Task directions
Return every line from the listing where the word "plastic" occurs.

------------------------------------

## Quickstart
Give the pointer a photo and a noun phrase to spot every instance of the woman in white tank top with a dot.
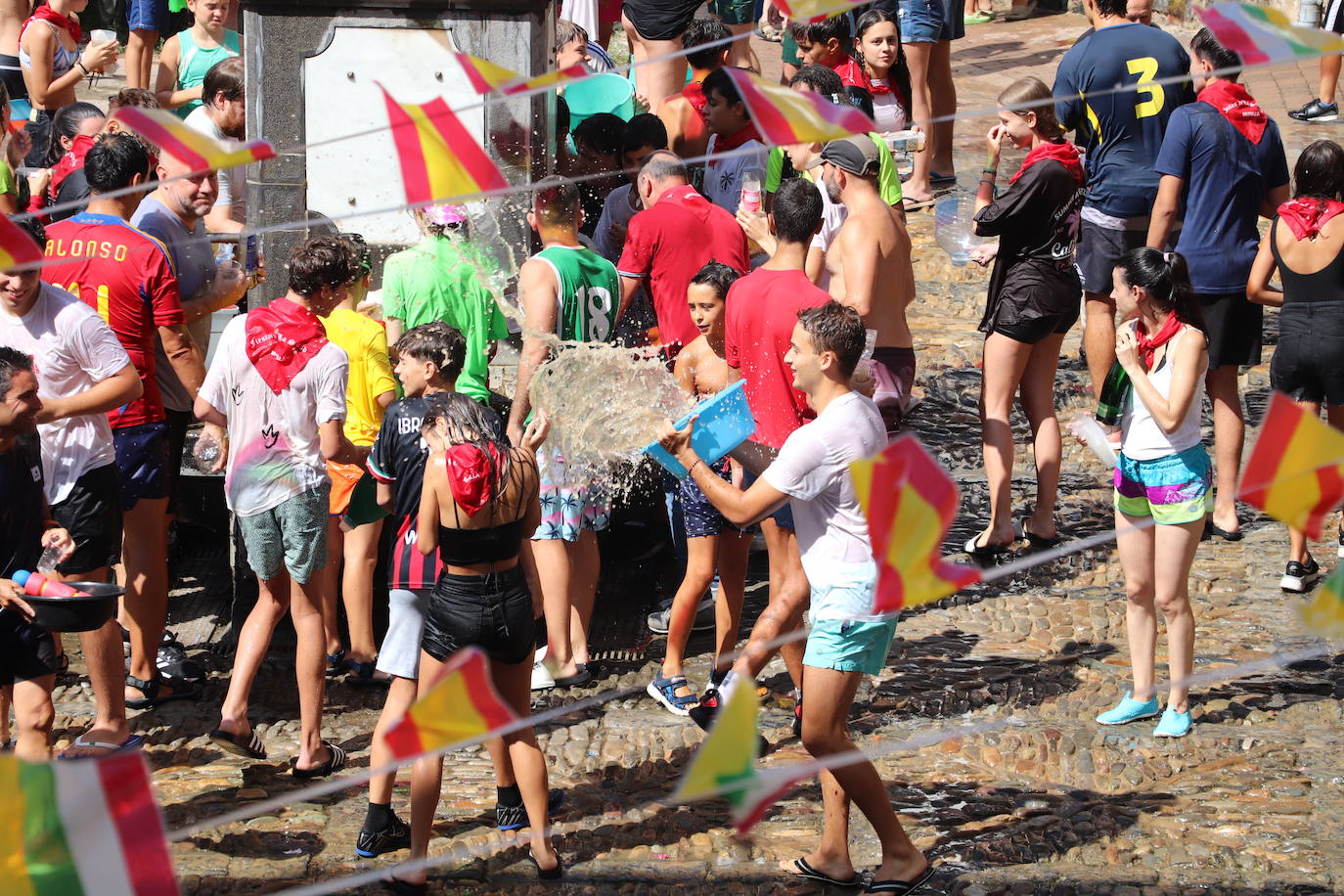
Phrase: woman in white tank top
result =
(1163, 473)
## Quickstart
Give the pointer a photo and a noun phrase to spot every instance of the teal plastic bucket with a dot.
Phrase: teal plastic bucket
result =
(605, 93)
(723, 422)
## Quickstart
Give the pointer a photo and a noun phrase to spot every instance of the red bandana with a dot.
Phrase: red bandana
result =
(47, 14)
(1234, 104)
(1148, 345)
(281, 338)
(725, 143)
(1305, 215)
(470, 475)
(1063, 152)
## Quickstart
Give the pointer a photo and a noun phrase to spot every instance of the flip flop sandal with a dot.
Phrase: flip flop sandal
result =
(899, 887)
(129, 743)
(807, 872)
(250, 748)
(330, 767)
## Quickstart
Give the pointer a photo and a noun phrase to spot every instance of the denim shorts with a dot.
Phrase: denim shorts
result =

------------------------------------

Written response
Give the pointer a photo and a noun phrase to spot every instance of the teal plastic bucket with a dot.
Phrase: teal plastic bucket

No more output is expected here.